Covid: India launches online memorial to commemorate pandemic victims
An online memorial to commemorate Indians who have lost their lives to Covid-19 has been launched by a group of doctors and social workers.
The virtual memorial will allow family members and friends of the victims to pay their tributes.
India has reported more than 154,000 Covid-19 deaths, but infections have dropped sharply in recent months.
Social workers helped by doctors, health workers and journalists will help run the memorial.
The memorial - nationalcovidmemorial.in - was launched at the weekend by the Covid Care Network, a non-governmental organisation led by a team of doctors in the eastern city of Kolkata.
Tributes are already being posted on the site - families need to upload the death certificates of their loved ones or provide their phone number for verification.
"A national Covid memorial is an initiative for Indians to keep alive the memories of their loved ones who succumbed to the disease. This is a place where everybody can join," Dr Abhijit Chowdhury of the Network said.

Questions on the material
**a)** Translate this sentence from the article on India's online Covid memorial into Spanish: "The virtual memorial will allow family members and friends of the victims to pay their tributes."
**b)** According to the article on India's online Covid memorial, which organization launched the memorial?
**c)** Write the next few sentences of the article on India's online Covid memorial, picking up after its last sentence.

Information supplied
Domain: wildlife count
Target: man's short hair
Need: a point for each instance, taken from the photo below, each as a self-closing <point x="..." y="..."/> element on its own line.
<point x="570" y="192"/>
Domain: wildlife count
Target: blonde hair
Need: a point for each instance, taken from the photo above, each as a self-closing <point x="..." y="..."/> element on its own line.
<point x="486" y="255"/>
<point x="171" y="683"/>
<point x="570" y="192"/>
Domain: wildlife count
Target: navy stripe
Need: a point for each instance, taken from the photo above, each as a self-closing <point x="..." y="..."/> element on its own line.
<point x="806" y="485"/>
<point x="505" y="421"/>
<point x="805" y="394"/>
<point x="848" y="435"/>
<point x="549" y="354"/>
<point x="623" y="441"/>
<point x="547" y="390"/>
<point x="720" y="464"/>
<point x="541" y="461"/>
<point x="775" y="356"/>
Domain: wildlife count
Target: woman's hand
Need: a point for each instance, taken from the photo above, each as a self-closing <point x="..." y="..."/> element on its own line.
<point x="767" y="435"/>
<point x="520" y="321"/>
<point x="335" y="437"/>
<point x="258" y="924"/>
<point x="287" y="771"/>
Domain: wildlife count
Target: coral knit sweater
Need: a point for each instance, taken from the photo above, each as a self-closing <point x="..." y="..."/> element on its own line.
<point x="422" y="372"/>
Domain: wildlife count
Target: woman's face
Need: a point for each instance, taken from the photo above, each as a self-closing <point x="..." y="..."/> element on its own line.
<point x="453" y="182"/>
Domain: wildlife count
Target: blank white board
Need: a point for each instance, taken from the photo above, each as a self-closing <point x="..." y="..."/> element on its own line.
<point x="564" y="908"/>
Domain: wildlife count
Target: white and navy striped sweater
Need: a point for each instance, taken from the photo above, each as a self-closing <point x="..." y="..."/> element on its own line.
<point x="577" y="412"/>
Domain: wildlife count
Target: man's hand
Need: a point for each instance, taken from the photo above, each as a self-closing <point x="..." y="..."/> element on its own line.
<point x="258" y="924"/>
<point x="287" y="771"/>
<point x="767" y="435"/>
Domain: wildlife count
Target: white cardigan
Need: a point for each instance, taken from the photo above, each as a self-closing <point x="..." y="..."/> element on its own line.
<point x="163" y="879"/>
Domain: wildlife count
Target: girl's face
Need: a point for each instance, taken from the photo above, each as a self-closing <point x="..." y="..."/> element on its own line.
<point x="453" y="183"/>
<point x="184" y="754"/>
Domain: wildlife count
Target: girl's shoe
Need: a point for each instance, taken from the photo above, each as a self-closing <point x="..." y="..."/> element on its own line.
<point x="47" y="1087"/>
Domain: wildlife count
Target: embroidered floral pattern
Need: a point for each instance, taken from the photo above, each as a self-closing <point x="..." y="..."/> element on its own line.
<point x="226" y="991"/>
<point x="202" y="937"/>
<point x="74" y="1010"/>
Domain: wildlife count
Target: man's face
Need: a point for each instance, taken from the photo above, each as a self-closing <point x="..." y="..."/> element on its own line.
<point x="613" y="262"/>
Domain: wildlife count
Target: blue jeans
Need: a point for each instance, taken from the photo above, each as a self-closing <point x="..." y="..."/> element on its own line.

Answers below
**a)** El memorial virtual permitirá a los familiares y amigos de las víctimas rendirles homenaje.

**b)** The Covid Care Network, a non-governmental organization led by a team of doctors in Kolkata.

**c)**
"This memorial will restore some dignity of the people who died and were cremated without even their families being allowed to attend the funeral".
During the pandemic, family members of the victims were mostly not allowed to attend the funerals. Such was the stigma and fear over the infection that a crowd in south India in August violently prevented the burial of a prominent doctor who died of the disease.
N Ram, director of The Hindu Group of Publications, said volunteers, NGOs and journalists would be needed to help gather tributes of "the poor and the destitute" who lost their lives to the virus.
"The memorial has to be inclusive. We should not be missing anyone," Mr Ram said.
V Mohan, a physician who is advising the memorial's founders, said India didn't have a tradition of commemorating the dead.
"We don't have a tradition of memorials. We don't remember the dead," he said. "The tragedy and emotional trauma Covid caused will stay with the affected families for decades. This is one place people can visit and relive memories. This should become a national movement."